(Rows from a dataset)

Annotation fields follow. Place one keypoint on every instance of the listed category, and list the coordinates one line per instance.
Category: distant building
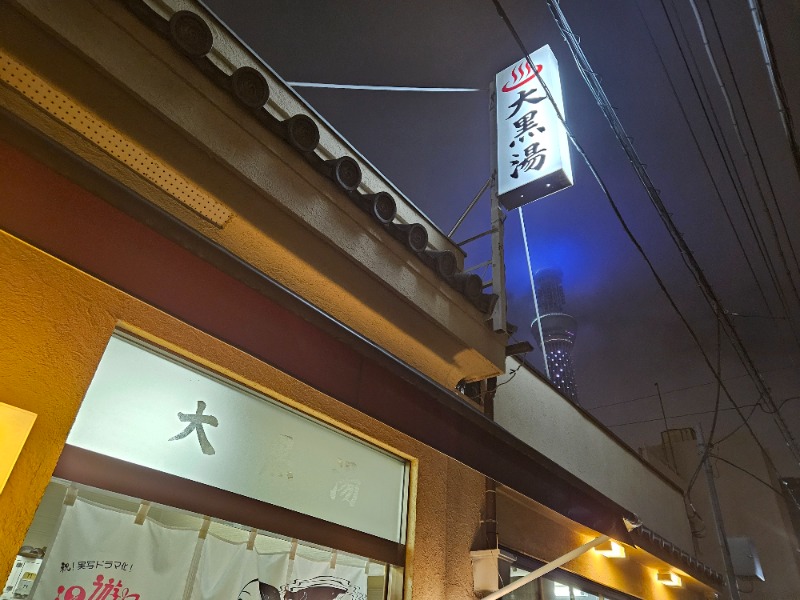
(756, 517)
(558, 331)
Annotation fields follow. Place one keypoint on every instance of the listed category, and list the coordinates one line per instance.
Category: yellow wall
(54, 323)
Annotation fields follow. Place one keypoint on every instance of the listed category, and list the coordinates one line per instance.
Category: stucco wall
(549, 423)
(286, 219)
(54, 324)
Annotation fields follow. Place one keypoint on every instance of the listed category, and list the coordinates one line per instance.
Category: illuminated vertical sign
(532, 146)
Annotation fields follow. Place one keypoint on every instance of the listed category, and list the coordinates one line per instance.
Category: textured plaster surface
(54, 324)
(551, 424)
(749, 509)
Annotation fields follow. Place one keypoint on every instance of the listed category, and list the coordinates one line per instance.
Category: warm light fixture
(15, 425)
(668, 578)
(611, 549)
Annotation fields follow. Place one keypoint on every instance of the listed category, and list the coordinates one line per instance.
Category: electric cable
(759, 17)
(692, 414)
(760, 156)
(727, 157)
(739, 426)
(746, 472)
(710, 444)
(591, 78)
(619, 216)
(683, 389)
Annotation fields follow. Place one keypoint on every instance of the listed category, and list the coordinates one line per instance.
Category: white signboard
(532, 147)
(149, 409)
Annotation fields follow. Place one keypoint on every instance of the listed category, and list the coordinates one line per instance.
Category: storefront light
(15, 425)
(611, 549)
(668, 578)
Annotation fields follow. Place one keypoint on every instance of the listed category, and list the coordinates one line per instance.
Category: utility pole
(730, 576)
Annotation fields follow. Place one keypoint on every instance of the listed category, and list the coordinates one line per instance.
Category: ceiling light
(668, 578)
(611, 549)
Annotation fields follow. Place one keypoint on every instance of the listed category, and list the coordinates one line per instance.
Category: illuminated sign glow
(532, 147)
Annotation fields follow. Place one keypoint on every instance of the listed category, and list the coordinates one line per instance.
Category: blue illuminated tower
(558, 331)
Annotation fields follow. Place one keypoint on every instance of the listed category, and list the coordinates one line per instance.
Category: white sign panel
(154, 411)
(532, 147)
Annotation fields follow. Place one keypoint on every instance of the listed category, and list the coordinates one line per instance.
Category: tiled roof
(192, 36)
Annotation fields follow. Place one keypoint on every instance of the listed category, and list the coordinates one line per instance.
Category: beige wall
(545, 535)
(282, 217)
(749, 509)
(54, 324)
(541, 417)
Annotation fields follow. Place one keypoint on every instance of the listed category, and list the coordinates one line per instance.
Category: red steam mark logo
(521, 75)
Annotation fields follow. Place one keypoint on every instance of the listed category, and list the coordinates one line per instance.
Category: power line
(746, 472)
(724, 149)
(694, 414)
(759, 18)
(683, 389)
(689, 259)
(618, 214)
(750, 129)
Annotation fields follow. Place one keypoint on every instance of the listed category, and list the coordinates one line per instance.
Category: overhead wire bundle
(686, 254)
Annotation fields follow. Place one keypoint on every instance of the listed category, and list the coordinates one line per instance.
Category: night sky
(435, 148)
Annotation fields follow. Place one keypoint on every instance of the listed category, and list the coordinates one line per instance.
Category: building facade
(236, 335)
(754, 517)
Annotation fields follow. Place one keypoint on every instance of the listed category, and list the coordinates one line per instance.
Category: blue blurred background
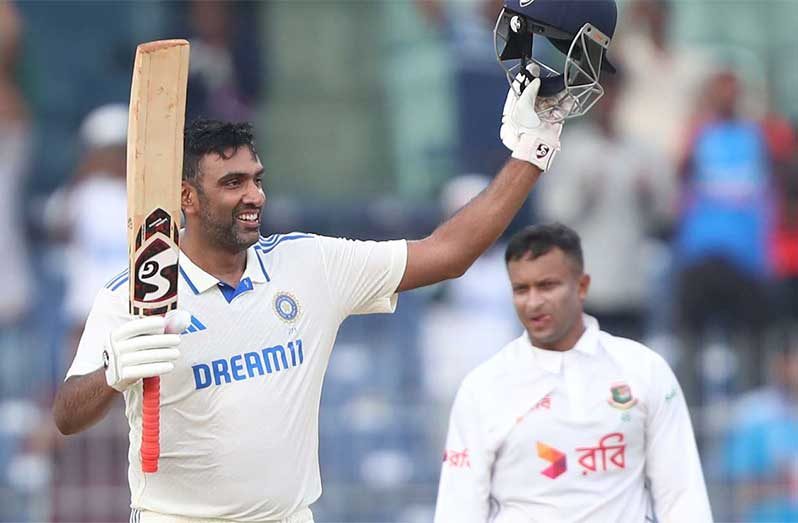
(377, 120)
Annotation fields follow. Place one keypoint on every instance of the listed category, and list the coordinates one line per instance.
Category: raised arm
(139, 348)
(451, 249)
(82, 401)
...
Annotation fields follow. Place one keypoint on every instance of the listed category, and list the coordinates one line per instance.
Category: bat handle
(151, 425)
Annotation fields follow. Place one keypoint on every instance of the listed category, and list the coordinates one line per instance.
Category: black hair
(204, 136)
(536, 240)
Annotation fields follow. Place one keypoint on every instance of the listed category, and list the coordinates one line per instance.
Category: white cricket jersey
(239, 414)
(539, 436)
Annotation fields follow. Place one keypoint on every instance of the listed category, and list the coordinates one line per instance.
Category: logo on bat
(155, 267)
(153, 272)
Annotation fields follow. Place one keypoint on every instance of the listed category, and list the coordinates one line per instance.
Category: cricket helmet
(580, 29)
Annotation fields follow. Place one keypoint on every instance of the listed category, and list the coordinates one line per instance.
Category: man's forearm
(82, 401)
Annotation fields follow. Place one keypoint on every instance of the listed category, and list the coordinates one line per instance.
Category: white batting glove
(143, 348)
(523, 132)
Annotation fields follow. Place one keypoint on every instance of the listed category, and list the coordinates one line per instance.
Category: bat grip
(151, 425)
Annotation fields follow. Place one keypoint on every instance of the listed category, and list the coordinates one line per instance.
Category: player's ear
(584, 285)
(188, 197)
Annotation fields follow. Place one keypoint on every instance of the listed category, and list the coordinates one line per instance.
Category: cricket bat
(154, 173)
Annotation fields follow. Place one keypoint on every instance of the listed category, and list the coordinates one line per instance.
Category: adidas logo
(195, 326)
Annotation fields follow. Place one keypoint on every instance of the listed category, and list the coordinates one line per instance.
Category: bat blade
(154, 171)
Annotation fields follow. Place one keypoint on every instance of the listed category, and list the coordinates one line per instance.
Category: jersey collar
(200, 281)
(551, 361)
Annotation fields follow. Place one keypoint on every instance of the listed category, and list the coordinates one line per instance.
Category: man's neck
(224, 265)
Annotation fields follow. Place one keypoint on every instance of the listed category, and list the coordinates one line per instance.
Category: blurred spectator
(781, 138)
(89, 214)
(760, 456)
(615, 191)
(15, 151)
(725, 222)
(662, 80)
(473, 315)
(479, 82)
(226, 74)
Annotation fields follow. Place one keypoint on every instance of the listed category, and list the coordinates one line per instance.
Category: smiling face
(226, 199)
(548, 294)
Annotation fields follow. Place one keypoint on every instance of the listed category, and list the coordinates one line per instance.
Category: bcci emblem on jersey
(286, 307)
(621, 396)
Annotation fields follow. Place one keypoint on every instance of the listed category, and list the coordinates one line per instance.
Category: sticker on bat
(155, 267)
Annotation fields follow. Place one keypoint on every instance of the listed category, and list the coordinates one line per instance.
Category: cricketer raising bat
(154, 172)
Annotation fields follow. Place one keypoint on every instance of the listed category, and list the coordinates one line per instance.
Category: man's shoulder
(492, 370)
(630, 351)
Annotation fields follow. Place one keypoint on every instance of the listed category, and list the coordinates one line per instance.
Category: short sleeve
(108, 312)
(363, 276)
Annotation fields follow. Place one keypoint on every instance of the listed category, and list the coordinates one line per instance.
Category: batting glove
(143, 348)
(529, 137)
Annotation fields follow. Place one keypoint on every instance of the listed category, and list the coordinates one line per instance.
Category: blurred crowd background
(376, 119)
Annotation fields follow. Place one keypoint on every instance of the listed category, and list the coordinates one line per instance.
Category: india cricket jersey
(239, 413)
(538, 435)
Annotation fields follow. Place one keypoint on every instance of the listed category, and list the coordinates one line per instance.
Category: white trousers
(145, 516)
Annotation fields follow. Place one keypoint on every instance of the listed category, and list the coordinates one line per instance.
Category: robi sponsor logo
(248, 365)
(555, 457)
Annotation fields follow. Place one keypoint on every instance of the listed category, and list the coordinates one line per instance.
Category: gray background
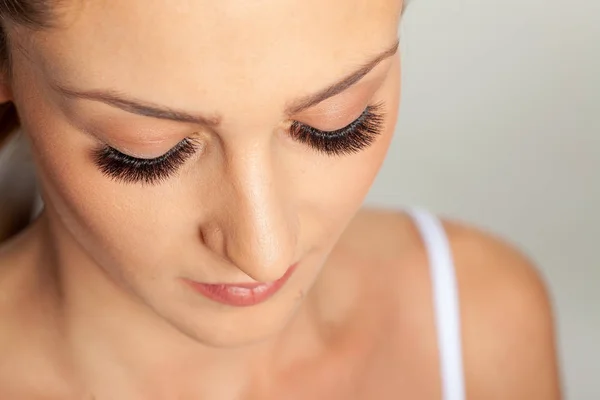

Written request>
Report every line of the records above that contains the string "light", treating uppercase and lowercase as different.

Answer to the task>
Category: warm light fixture
Category: storefront light
Category: ceiling light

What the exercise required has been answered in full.